* [Information provided]
☆ ☆ ☆ ☆

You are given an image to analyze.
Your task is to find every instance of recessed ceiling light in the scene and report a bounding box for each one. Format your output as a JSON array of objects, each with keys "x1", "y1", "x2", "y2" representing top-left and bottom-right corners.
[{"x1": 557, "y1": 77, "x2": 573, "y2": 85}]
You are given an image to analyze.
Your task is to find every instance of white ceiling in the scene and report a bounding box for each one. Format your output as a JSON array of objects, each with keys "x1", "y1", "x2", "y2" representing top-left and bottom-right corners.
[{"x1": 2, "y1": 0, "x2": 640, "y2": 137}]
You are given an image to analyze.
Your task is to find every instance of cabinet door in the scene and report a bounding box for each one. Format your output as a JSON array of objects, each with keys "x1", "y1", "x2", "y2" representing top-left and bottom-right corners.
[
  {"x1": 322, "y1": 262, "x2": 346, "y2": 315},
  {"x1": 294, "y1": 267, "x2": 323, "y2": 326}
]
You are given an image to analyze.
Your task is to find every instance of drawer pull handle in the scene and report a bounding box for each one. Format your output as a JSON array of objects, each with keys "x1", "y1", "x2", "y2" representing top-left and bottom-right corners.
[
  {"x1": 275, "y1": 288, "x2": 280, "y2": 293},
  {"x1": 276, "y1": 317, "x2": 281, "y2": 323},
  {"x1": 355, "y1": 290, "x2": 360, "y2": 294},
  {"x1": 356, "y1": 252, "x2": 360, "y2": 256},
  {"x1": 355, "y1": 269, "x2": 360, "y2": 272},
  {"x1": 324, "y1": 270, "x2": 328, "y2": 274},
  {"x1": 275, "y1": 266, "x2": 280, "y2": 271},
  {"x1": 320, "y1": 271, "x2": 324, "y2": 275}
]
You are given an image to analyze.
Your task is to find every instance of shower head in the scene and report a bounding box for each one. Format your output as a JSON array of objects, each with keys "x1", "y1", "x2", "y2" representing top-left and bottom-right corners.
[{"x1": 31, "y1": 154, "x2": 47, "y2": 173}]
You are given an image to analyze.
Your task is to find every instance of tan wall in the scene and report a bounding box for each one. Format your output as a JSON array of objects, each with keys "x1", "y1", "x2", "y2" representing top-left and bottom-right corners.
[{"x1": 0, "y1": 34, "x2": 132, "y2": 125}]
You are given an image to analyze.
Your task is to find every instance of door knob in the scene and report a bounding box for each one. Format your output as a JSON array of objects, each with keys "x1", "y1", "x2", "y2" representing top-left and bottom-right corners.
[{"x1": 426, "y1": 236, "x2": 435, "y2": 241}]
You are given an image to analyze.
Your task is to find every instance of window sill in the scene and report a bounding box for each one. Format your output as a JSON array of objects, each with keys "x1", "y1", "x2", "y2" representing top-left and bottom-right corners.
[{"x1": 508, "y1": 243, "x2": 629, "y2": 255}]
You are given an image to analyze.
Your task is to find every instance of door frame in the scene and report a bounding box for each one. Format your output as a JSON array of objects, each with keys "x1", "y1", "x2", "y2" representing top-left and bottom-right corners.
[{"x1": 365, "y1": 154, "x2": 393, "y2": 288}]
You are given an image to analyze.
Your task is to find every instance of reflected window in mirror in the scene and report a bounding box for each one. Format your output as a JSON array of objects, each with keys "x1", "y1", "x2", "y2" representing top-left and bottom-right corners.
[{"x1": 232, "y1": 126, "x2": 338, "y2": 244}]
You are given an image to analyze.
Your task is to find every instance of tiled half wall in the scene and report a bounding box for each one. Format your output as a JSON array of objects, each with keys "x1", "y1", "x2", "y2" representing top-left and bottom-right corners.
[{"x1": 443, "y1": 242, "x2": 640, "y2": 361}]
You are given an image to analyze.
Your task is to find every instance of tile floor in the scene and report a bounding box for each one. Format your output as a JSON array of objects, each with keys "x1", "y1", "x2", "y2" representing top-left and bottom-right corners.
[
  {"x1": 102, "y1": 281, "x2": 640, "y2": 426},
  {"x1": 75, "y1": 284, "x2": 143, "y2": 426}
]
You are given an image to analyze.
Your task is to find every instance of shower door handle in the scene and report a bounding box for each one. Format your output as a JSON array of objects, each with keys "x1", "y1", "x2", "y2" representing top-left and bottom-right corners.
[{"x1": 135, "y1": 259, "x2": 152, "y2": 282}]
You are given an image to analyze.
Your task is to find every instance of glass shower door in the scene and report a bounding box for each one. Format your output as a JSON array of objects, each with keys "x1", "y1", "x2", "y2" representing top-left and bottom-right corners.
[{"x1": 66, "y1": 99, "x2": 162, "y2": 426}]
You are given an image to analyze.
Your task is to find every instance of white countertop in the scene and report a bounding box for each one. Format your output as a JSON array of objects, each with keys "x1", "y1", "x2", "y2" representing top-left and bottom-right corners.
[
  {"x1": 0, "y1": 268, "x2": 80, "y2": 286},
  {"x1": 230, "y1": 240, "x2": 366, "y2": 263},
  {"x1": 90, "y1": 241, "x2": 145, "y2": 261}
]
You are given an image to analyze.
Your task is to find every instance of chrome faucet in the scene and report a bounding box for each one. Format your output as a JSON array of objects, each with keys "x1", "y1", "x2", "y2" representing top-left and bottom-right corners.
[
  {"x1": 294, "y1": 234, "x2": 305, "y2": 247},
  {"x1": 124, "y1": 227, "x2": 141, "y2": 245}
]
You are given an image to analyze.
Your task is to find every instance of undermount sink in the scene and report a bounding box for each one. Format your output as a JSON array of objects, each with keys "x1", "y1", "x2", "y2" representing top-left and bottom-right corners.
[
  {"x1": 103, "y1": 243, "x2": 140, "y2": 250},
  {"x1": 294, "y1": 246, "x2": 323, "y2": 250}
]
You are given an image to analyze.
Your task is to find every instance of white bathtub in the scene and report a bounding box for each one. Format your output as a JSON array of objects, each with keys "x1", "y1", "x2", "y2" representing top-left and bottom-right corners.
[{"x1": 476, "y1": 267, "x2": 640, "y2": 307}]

☆ ☆ ☆ ☆

* [Task description] Transcribe each entry. Leave nothing out.

* [Written answer]
You are given an image to analyze.
Your task is to find every instance of recessed ceiling light in the scene and report a bounding box for each one. Format your output as a JSON array of objects, each with keys "x1", "y1", "x2", "y2" representing top-left and bottom-right corners.
[{"x1": 557, "y1": 77, "x2": 573, "y2": 85}]
You are given an image to analyze.
Your task is to find every instance of white ceiling in the scene and report a bounding box for each one. Format your output as a JSON array of objects, each with keys "x1", "y1", "x2", "y2" representing top-left and bottom-right corners.
[{"x1": 2, "y1": 0, "x2": 640, "y2": 137}]
You are given an image to analyze.
Your task is to find every instance of cabinet door in the scene and report a bounding box for each one. Format your output as a JSON array of objects, each with keys "x1", "y1", "x2", "y2" representing top-left and bottom-right corners.
[
  {"x1": 322, "y1": 262, "x2": 346, "y2": 315},
  {"x1": 294, "y1": 267, "x2": 323, "y2": 326}
]
You are given an image to analyze.
Your task is to find every instance of drawer pull handle in the scene and report a bounding box for each one. Format your output as a JSON array of objects, each with keys "x1", "y1", "x2", "y2" representing top-left and bottom-right corners.
[
  {"x1": 275, "y1": 288, "x2": 280, "y2": 293},
  {"x1": 276, "y1": 317, "x2": 281, "y2": 323},
  {"x1": 355, "y1": 290, "x2": 360, "y2": 294},
  {"x1": 356, "y1": 252, "x2": 360, "y2": 256},
  {"x1": 355, "y1": 269, "x2": 360, "y2": 272},
  {"x1": 324, "y1": 270, "x2": 328, "y2": 274},
  {"x1": 275, "y1": 266, "x2": 280, "y2": 271},
  {"x1": 320, "y1": 271, "x2": 324, "y2": 275}
]
You are given an image to analyze.
Your task is to find every instance of shower head in the scene and report a bounding box for each one. Format your output as a JSON array of objects, each with keys "x1", "y1", "x2", "y2" representing top-left and bottom-right corners.
[{"x1": 31, "y1": 154, "x2": 47, "y2": 173}]
You are given an image to analyze.
Your task is to find every instance of tan wall in the scene and report a bounding box for each one. Format your output as a JSON array of objects, each with keys "x1", "y1", "x2", "y2" representing top-left and bottom-right corners.
[{"x1": 0, "y1": 34, "x2": 132, "y2": 125}]
You are given an image to analyze.
Your task is to find every instance of door knob in the scene and report a bounding box for each one. Format your output as a JSON array of objects, each with keys "x1", "y1", "x2", "y2" representing top-left and bottom-right corners.
[{"x1": 426, "y1": 236, "x2": 435, "y2": 241}]
You are given an image to analyze.
Your task is to find every instance of window sill in the scene and report a bounding box for each one. Format your output as a JSON array of objects, each with keys "x1", "y1", "x2", "y2" representing top-left and bottom-right corners.
[{"x1": 508, "y1": 243, "x2": 629, "y2": 255}]
You are given an image to analyze.
Your task is to find every instance of door frame in the scene and report a bounding box for each one. Format your output as a JSON array of objects, each with keys "x1", "y1", "x2", "y2" representing top-left and bottom-right corners.
[{"x1": 365, "y1": 154, "x2": 393, "y2": 288}]
You are given an image to analyze.
Your task is to find every instance of reflected window in mirror in the scene and report a bounding box for each one. Format your output as a JSON array of objects, each with keys "x1", "y1", "x2", "y2" representing top-left and bottom-right corners.
[{"x1": 232, "y1": 126, "x2": 338, "y2": 244}]
You are given an image to analyze.
Your task is to find every instance of tiled half wall in the scene and report a bounding box for each one. Format your output as a JSON array of objects, each with keys "x1", "y1", "x2", "y2" representing top-left and bottom-right corners.
[{"x1": 443, "y1": 242, "x2": 640, "y2": 361}]
You are given an image to analyze.
Your task is to find every instance of tile floor in the scene and report a bounding box for each one. Format your output as a JSON array of objects, each with keys "x1", "y1", "x2", "y2" representing top-left and bottom-right corners.
[
  {"x1": 102, "y1": 281, "x2": 640, "y2": 426},
  {"x1": 75, "y1": 284, "x2": 143, "y2": 426}
]
You are given an image to analyze.
Your task is to find every instance of shower door handle in the scene and report a bounding box for each one. Format your output as a JSON array of objects, each with keys "x1", "y1", "x2", "y2" representing top-left and bottom-right corners.
[{"x1": 135, "y1": 259, "x2": 152, "y2": 282}]
You are given an image to analyze.
Your task is to find every instance of glass shower door in the scene and report a bounding box for each one. Format your output as a JSON array of objects, each with keys "x1", "y1", "x2", "y2" representing top-left and bottom-right corners.
[{"x1": 66, "y1": 99, "x2": 162, "y2": 426}]
You are given an image to analyze.
Your task is to find every instance of white countertop in the scene and report a bounding box for each one. Format your output as a JSON array of objects, each with keys "x1", "y1", "x2", "y2" representing top-left and bottom-right corners.
[
  {"x1": 0, "y1": 268, "x2": 80, "y2": 286},
  {"x1": 230, "y1": 240, "x2": 366, "y2": 263},
  {"x1": 90, "y1": 241, "x2": 145, "y2": 261}
]
You are given an image to analyze.
Your task is to find every instance of chrome faucet in the scene and report a bounding box for each one. Format your output as a JSON array of objects, each with keys "x1", "y1", "x2", "y2" representing top-left and bottom-right corners.
[
  {"x1": 294, "y1": 234, "x2": 305, "y2": 247},
  {"x1": 124, "y1": 227, "x2": 141, "y2": 245}
]
You are given an image to analyze.
Your task is to find every instance of undermount sink in the scene and report a bounding box for each one. Format your output as a JSON array of objects, each with keys "x1", "y1", "x2", "y2" representing top-left and bottom-right corners.
[
  {"x1": 103, "y1": 243, "x2": 140, "y2": 250},
  {"x1": 294, "y1": 246, "x2": 323, "y2": 250}
]
You are given an image to analyze.
Your task is to find every instance of white bathtub in the scene and report a bounding box for each one. Format your output as a JSON array of objects, each with keys "x1", "y1", "x2", "y2" representing top-left and bottom-right corners.
[{"x1": 476, "y1": 267, "x2": 640, "y2": 307}]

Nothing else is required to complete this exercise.